**The data:**

>>>>

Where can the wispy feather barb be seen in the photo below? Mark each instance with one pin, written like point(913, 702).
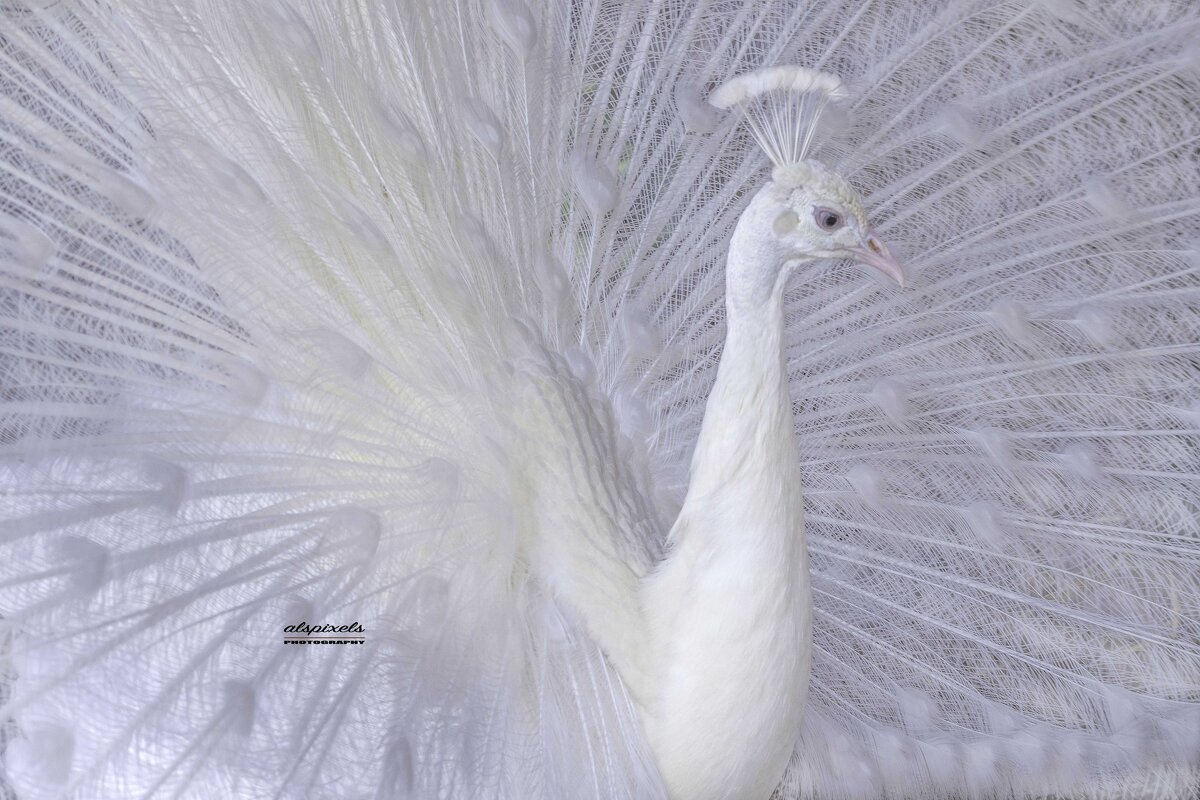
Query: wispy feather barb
point(783, 107)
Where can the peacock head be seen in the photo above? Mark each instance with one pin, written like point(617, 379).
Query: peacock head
point(807, 211)
point(821, 216)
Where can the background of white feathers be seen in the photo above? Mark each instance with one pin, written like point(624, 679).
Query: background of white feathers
point(315, 311)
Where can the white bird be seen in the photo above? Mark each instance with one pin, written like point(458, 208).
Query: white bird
point(425, 320)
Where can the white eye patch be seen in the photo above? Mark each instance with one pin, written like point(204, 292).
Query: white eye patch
point(785, 223)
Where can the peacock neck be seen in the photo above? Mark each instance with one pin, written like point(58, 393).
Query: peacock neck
point(729, 611)
point(748, 417)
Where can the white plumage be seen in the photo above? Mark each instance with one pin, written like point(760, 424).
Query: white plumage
point(409, 314)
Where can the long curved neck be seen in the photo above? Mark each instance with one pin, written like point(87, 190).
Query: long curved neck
point(729, 611)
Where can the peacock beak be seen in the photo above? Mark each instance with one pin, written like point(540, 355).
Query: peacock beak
point(875, 253)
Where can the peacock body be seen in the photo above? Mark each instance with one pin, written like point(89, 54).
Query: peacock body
point(426, 317)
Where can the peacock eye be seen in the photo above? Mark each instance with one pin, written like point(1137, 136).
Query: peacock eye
point(827, 218)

<<<<

**Directions:** Copy every one of the rows above word for word, from the first through the last, and leave the picture out of your copy.

**Final answer:**
Where can the wispy feather barb be seen in the photo below? Mark each instance with one pin, written like point(913, 702).
Query: wispy feather barb
point(783, 107)
Where can the peacock head be seen in the photo above? Mark each instance with one pin, written like point(617, 379).
Query: peacock head
point(807, 211)
point(821, 216)
Where can the background of white feathers be seen in the photo above? Mark each instance with one pin, written like point(624, 679).
Query: background of white feathers
point(315, 311)
Where can the white bird be seen in the photo above? Mark each instance with one pin, written like point(458, 208).
Query: white bird
point(425, 320)
Where can the white eye patch be seen in the photo above? Mark each instance with one pin, written like point(204, 292).
Query: white eye patch
point(785, 223)
Where can the peacock neck be seen in the photo above? Mark each instance with one pin, written like point(58, 393).
Query: peacock neck
point(729, 611)
point(748, 417)
Where can the white plumage be seen in the photo above? Mark each instance with one pin, written like point(760, 424).
Query: white plumage
point(409, 314)
Where can the long curved neck be seen in the photo above? Mark each instance with one pin, written like point(87, 190).
Query: long curved neck
point(729, 611)
Where can the peacock beak be seen in the photo above? Mark each instance with one pin, written like point(540, 355).
Query: peacock beak
point(875, 253)
Where can the peacock body be seen in the photo above? Mark each instance with one pin, written like point(89, 54).
Query: peacock body
point(426, 317)
Where can the peacock eye be seen in the photo above? Mark each instance with one pin, written like point(1137, 136).
Query: peacock eye
point(827, 218)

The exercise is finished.